BEGIN Supplied records
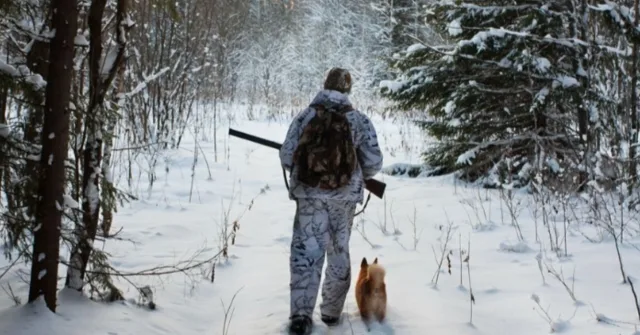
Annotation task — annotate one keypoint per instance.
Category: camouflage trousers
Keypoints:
(320, 226)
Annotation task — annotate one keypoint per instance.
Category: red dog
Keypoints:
(371, 292)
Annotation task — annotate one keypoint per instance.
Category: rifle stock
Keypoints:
(374, 186)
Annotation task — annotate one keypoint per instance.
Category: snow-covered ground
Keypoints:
(404, 232)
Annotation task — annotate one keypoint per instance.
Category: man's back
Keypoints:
(364, 139)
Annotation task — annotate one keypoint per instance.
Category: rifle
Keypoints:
(374, 186)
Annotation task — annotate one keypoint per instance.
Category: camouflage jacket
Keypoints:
(364, 138)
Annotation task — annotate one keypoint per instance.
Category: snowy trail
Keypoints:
(168, 229)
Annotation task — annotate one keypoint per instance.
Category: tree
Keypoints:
(55, 138)
(506, 96)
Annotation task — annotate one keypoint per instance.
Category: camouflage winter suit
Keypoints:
(323, 218)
END Supplied records
**About this task**
Restate it all word for word: every record, no pictures.

**Task answer**
Annotation task — annotate one keypoint per instance.
Category: camouflage trousers
Keypoints:
(320, 226)
Annotation task — annotate one keypoint per instance.
Category: red dog
Keypoints:
(371, 292)
Annotation task — annotate one keypoint per instance.
Category: rifle stock
Keypoints:
(374, 186)
Annotation task — annotate one keypoint per instance.
Category: snow-covered ground
Keypoints:
(404, 232)
Annotation task — annotate one keypoint per instance.
Category: man's back
Keypoints:
(364, 139)
Annotation task — annotate one keypoint per instance.
Category: rifle
Keypoints:
(374, 186)
Annotation task — annotate one keypoint per instance.
Category: camouflage jacket
Keypoints:
(364, 138)
Annotation task — annotate one keypoint per instance.
Category: snowy trail
Keypoints:
(168, 229)
Annotation task — annotate one keypoint per instance.
Category: tree
Keypoints:
(55, 138)
(506, 96)
Annotation task — annotate one keypoint per instance.
Category: camouflage winter suit
Keypoints:
(323, 218)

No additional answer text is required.